Instructions for the task: Render the whole listing below as a numbered list, omitting blank lines and leaving out the pictures.

## Start

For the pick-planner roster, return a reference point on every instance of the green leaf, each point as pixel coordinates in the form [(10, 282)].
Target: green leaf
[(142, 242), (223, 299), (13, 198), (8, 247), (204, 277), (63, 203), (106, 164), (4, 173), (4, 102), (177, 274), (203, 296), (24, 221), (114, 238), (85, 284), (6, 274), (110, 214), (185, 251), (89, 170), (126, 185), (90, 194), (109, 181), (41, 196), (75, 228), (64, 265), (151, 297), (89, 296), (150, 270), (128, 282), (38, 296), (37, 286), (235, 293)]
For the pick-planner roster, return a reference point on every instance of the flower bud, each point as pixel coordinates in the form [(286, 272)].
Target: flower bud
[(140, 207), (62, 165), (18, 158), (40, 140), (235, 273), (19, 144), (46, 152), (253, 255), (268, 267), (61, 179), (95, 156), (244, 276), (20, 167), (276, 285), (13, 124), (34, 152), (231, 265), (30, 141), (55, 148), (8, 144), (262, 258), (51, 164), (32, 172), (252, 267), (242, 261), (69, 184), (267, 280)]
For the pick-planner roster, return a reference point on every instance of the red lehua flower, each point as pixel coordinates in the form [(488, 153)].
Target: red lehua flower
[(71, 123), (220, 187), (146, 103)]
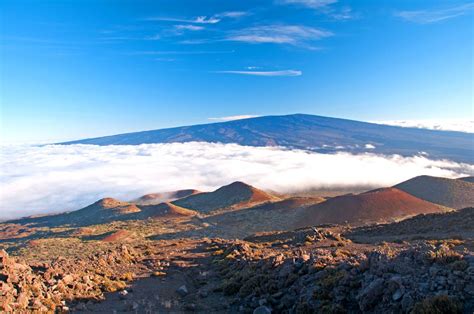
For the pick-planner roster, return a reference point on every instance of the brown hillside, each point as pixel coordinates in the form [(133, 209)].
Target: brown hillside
[(166, 210), (455, 224), (467, 179), (234, 195), (156, 198), (374, 206), (452, 193)]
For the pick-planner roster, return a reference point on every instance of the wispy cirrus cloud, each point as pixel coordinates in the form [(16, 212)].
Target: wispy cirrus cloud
[(460, 125), (323, 6), (264, 73), (436, 15), (179, 52), (232, 118), (278, 34)]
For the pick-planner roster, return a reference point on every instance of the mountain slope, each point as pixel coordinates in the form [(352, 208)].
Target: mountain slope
[(379, 205), (467, 179), (157, 198), (237, 194), (452, 193), (310, 132)]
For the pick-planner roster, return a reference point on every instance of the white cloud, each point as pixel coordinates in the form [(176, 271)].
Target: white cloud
[(437, 15), (264, 73), (314, 4), (55, 178), (197, 20), (323, 6), (459, 125), (189, 27), (232, 118), (278, 34)]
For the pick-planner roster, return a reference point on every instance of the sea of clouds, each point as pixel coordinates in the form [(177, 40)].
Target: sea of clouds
[(56, 178)]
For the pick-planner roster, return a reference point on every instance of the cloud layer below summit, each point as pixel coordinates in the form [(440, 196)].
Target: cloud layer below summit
[(51, 179)]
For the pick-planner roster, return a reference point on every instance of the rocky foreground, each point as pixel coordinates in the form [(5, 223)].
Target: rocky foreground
[(307, 270)]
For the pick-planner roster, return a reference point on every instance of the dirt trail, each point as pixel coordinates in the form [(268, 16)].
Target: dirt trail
[(186, 283)]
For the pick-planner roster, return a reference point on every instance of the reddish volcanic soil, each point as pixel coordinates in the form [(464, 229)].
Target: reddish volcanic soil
[(290, 203), (379, 205), (166, 210), (234, 195)]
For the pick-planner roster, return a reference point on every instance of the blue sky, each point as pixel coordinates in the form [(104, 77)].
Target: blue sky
[(74, 69)]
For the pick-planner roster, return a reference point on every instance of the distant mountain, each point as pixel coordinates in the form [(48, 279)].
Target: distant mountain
[(156, 198), (439, 225), (104, 211), (237, 194), (309, 132), (381, 205), (452, 193), (467, 179)]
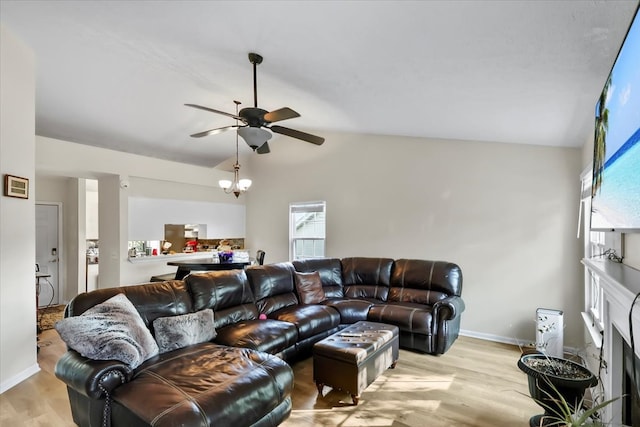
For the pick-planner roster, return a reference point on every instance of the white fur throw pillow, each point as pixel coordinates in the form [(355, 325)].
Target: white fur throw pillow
[(112, 330), (175, 332)]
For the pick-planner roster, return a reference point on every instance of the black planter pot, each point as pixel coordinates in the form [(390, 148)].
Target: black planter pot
[(570, 387)]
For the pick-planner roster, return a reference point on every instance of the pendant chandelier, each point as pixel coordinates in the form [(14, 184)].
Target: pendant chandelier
[(237, 186)]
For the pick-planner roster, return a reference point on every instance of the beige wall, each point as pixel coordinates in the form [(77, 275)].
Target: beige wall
[(506, 213), (17, 216)]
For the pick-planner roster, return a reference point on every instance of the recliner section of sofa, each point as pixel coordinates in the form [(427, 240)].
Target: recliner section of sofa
[(423, 298)]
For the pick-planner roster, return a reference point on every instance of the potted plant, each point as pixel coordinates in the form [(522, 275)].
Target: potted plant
[(558, 385)]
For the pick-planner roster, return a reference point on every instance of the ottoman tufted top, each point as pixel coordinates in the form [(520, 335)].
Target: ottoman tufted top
[(357, 342)]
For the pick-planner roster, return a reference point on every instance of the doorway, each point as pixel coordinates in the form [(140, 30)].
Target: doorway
[(48, 254)]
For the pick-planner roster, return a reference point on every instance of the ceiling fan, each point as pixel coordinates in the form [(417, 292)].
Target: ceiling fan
[(255, 120)]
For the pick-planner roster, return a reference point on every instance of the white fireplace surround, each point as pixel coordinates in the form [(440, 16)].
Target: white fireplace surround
[(610, 292)]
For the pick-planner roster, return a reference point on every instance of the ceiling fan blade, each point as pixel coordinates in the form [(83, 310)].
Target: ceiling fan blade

## End

Result of this exercise:
1. For the pick-planner roster, return a reference point on every instance of the green leaf, each point as pixel coordinates in the form [(10, 282)].
2. Target: green leaf
3. [(142, 242), (223, 299), (13, 198), (8, 247), (204, 277), (63, 203), (106, 164), (4, 173), (4, 102), (177, 274), (203, 296), (24, 221), (114, 238), (85, 284), (6, 274), (110, 214), (185, 251), (89, 170), (126, 185), (90, 194), (109, 181), (41, 196), (75, 228), (64, 265), (151, 297), (89, 296), (150, 270), (128, 282), (38, 296), (37, 286), (235, 293)]
4. For the pick-planner roster, return a reference point on every instance of the flower bud, each point as pixel coordinates in the form [(286, 272)].
5. Target: flower bud
6. [(140, 207), (62, 165), (18, 158), (40, 140), (235, 273), (19, 144), (46, 152), (253, 255), (268, 267), (61, 179), (95, 156), (244, 276), (20, 167), (276, 285), (13, 124), (34, 152), (231, 265), (30, 141), (55, 148), (8, 144), (262, 258), (51, 164), (32, 172), (252, 267), (242, 261), (69, 184), (267, 280)]
7. For the pick-planner roster, return a reference point on every instance of the red lehua flower, each point as pixel coordinates in the form [(488, 153)].
8. Target: red lehua flower
9. [(71, 123), (220, 187), (146, 103)]
10. For the pick-planner roster, return a reference point on every instance of the brown hillside, each point as pixel coordinates in the form [(133, 209)].
11. Target: brown hillside
12. [(166, 210), (455, 224), (467, 179), (234, 195), (156, 198), (374, 206), (452, 193)]
13. For the pick-planner roster, return a reference point on every instance of the wispy cirrus cloud, each point as pixel coordinates in the form [(16, 212)].
14. Target: wispy cirrus cloud
15. [(460, 125), (323, 6), (264, 73), (436, 15), (179, 52), (232, 118), (278, 34)]
16. For the pick-planner roster, return a reference point on every instance of the mountain slope, each point as pixel coordinates in the form [(352, 208)].
17. Target: mountain slope
18. [(379, 205), (467, 179), (157, 198), (237, 194), (452, 193), (310, 132)]
19. For the pick-planner roster, return a reference point on every instance of the white cloud, each point as pixel coordinates in the form [(176, 271)].
20. Target: white cloud
21. [(437, 15), (264, 73), (314, 4), (55, 178), (197, 20), (323, 6), (459, 125), (189, 27), (232, 118), (278, 34)]
22. For the pick-planner roster, return a reference point on every instance of the sea of clouds, each point as pixel coordinates in the form [(177, 40)].
23. Target: sea of clouds
24. [(56, 178)]
25. For the pick-planner roster, return a reference point on every instance of the cloud layer below summit, each point as pixel coordinates in the form [(440, 196)].
26. Target: cloud layer below summit
27. [(51, 179)]
28. For the pick-planner roster, return a reference point on every instance of the rocky foreground, each point as pixel coordinates in the form [(5, 223)].
29. Target: rocky foreground
30. [(307, 270)]
31. For the pick-planner roster, return a reference point on every instance of the dirt trail, each point as pixel coordinates in the form [(268, 16)].
32. Target: dirt trail
33. [(186, 283)]
34. For the pick-planner roster, return a reference point on every instance of the reddish volcanic soil, each point as pixel coordinates in the form [(464, 229)].
35. Target: reddish volcanic soil
36. [(290, 203), (379, 205), (166, 210), (234, 195)]
37. For the pick-planner roster, return a reference point on every instance of the blue sky, each point as pixel coordinates in the form [(104, 77)].
38. Target: blue sky
39. [(74, 69)]
40. For the pick-planner roster, return a reference point on every instance of the distant mountain, each point as pixel coordinates in the form [(48, 279)].
41. Target: distant mountain
42. [(156, 198), (439, 225), (104, 211), (237, 194), (309, 132), (381, 205), (452, 193), (467, 179)]
43. For the pick-planner roster, return a reference point on every instance of the white fur throw pillow, each point as pixel coordinates in the form [(355, 325)].
44. Target: white fur throw pillow
45. [(112, 330), (175, 332)]
46. For the pick-planner roster, return a reference point on every instance of the black planter pot, each point as pixel coordinates in the form [(390, 148)].
47. Target: black planter pot
48. [(570, 387)]
49. For the pick-planner roster, return a reference point on every instance of the pendant chandelier, each point as pixel coordinates in the form [(14, 184)].
50. Target: pendant chandelier
51. [(237, 186)]
52. For the pick-planner roster, return a reference point on every instance of the beige wall, each point as pixel coordinates in the form [(77, 275)].
53. Target: beige wall
54. [(506, 213), (17, 216)]
55. For the pick-planner roster, return a reference point on every instance of the recliner section of sofa, each point as pixel coordinates in the form [(427, 240)].
56. Target: recliner section of sofa
57. [(423, 298)]
58. For the pick-planner roster, return a reference point on every instance of the potted plant, each point as pixel coordinates in the form [(522, 275)].
59. Target: potted plant
60. [(558, 385)]
61. For the pick-planner roster, return a reference point on every instance of the ottoman tufted top, each point as pixel coordinates in the form [(520, 335)].
62. Target: ottoman tufted top
63. [(357, 342)]
64. For the pick-planner roster, return a reference point on every instance of the doorway, each point as pixel coordinates in the form [(140, 30)].
65. Target: doorway
66. [(48, 254)]
67. For the pick-planner roster, return a reference point on every instance of the ceiling fan, each point as pixel coordinates in the form [(417, 292)].
68. Target: ceiling fan
69. [(255, 120)]
70. For the pick-planner roster, return a reference point on every instance of the white fireplace surround, each point as pixel coordinates in the form [(440, 16)].
71. Target: white fireplace surround
72. [(610, 292)]
73. For the pick-planner roster, return a reference point on every instance of the ceiling fan blade, each point as pixel coordinates in the form [(83, 310)].
74. Target: ceiling fan blade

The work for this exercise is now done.